--- START OF Records supplied ---

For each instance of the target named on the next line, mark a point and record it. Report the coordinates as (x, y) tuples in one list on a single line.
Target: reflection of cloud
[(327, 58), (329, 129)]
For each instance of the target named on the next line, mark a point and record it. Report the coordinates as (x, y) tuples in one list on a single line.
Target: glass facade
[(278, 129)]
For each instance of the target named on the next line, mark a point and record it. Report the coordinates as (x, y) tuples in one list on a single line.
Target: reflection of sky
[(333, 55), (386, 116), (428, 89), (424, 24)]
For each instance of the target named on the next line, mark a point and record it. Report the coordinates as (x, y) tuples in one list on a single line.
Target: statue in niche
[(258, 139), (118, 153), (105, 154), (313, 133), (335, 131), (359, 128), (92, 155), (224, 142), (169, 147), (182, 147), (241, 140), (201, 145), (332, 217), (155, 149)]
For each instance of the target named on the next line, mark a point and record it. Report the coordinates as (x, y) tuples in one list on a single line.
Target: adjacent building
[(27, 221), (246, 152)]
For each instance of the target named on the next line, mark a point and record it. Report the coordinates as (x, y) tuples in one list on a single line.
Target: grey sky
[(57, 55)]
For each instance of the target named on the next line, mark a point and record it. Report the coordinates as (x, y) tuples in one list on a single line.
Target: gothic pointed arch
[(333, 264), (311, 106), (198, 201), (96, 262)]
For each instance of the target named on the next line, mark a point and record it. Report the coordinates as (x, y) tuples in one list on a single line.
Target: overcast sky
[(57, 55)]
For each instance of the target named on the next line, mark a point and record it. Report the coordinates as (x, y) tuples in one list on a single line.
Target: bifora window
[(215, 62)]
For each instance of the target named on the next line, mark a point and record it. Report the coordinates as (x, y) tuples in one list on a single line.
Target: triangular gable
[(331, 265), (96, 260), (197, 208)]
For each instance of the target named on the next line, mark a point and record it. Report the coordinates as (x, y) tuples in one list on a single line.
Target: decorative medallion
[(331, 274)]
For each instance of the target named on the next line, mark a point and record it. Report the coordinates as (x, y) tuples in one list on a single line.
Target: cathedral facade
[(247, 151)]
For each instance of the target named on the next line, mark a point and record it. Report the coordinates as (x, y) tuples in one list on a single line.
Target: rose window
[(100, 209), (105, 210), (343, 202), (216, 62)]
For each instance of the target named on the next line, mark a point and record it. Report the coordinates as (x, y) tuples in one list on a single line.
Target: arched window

--- END OF Records supplied ---

* What this task involves: Reproduce the lines from the first one through the line containing "[(327, 58), (329, 129)]", substituting "cloud reflection" for "reflection of cloud" and leaving all else unchanged.

* Completed task:
For each instance of the target named on the next line, mark a point and record it. Report the coordinates as (x, y) tuples in one list on a single line.
Target: cloud reflection
[(327, 58), (329, 129)]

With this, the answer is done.